Since Chomsky started to theorize about language in the 1950s, the cognitive sciences, that study the human mind and its functions, have progressed enormously. The results of these studies have influenced and improved Chomsky's initial ideas. One of the more recent versions can be found in the work of Ray Jackendoff, whose theories I will use as a springboard for my own model of the architecture of the visual language faculty.
Although Jackendoff admits he has the ‘privilege to stand on the shoulders of Chomsky’, he elaborates on two weak spots in Chomsky’s Minimalist Program. The first weak spot is Chomsky’s Syntactocentrism. Syntactocentrism is a label to refer to the assumption underlying all versions of Chomsky's Generative Grammars that the most fundamental generative component of grammar is syntax. In this view phonology and semantics are merely descriptive (Jackendoff 1997: 15). Chomsky's syntactocentrism is most explicit when he describes discrete infinity: the most (and often only) source of discrete infinity seems to be syntax. Jackendoff claims that there is no conceptual necessity for a unique source of discrete infinity in verbal language. In fact, Jackendoff's linguistic architecture allows discrete infinity to stem from syntax, semantics and phonology. This brings generative grammar better in line with results of cognitive studies of other parts of the mind-brain. Especially with the visual system in which more components contribute to the what can be called the 'discrete infinity of visual language'. (ibid. 16-17).

## Records provided:
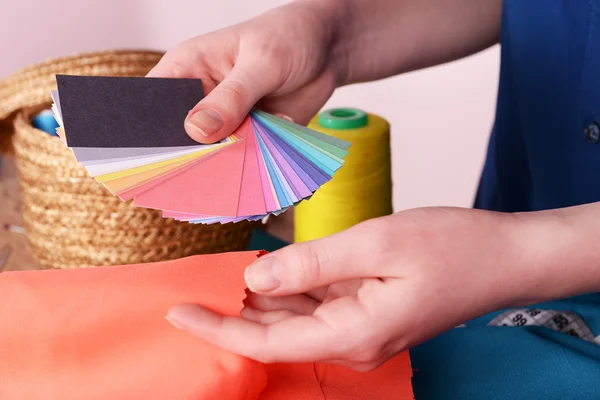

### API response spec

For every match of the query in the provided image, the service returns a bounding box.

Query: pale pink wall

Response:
[0,0,499,210]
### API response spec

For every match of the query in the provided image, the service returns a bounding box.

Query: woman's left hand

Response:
[168,208,540,370]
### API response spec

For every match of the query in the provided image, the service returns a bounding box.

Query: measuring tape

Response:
[482,308,600,345]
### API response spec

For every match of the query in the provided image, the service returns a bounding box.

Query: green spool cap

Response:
[319,107,368,130]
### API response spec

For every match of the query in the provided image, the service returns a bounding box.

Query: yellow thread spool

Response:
[294,108,393,242]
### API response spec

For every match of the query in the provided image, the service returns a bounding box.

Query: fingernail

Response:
[275,113,294,122]
[188,108,224,137]
[244,257,281,292]
[165,315,185,331]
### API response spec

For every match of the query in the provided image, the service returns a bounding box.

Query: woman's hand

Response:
[168,208,536,370]
[148,0,343,143]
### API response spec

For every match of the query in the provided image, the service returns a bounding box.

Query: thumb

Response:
[185,56,276,143]
[245,222,387,296]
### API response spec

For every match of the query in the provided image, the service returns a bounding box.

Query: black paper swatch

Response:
[56,75,204,148]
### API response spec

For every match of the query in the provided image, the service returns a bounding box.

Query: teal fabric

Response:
[410,295,600,400]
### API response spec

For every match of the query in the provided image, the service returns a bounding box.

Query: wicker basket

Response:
[0,51,261,268]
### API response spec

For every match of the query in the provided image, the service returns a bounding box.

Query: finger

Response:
[259,68,337,125]
[240,308,299,325]
[245,222,392,296]
[245,292,319,315]
[167,305,341,363]
[185,57,278,143]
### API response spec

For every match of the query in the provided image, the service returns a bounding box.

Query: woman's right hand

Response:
[148,0,342,143]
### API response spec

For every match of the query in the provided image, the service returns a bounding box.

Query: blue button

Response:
[584,122,600,144]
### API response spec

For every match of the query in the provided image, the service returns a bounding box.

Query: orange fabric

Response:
[0,252,412,400]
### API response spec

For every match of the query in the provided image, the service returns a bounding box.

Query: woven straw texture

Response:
[0,51,261,268]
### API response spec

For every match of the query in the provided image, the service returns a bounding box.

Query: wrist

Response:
[505,204,600,306]
[295,0,355,87]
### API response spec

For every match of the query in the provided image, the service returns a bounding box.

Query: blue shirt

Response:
[475,0,600,212]
[411,0,600,400]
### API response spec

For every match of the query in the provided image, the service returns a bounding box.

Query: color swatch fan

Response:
[52,75,350,224]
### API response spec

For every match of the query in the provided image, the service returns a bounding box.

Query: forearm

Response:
[504,203,600,306]
[306,0,502,85]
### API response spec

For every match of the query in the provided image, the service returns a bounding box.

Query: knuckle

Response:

## Problems and tasks:
• 1. Retype the passage on Chomsky and Jackendoff, starting with "Since Chomsky started" and going on through "visual language faculty.".
• 2. In the passage on Chomsky and Jackendoff, what is the first weak spot in Chomsky's Minimalist Program?
• 3. Write what follows the last sentence of the passage on Chomsky and Jackendoff.
The material comes from a source unrelated to the passage on Chomsky and Jackendoff.

## Per-task outputs:
• 1.
Since Chomsky started to theorize about language in the 1950s, the cognitive sciences, that study the human mind and its functions, have progressed enormously. The results of these studies have influenced and improved Chomsky's initial ideas. One of the more recent versions can be found in the work of Ray Jackendoff, whose theories I will use as a springboard for my own model of the architecture of the visual language faculty.

• 2. Chomsky's syntactocentrism.

• 3.
The second weak spot is Chomsky’s claim that “the language faculty is nonredundant, in that particular phenomena are not “overdetermined” by language” (Chomsky 1992: 2). Again Jackendoff argues that this is not on par with other mental faculties. Depth-perception, for example, is the result of parallel processed and redundant information of eye convergence, lens focus, stereopsis, occlusion, and texture gradients (Jackendoff 1997:14-15). Redundancy will indeed prove to be a very important concept within visual grammar as the different parts of the brain that deal with syntax, semantics and phonology often contribute to the same interpretation and thus their contributions are sometimes redundant (see section 2.5).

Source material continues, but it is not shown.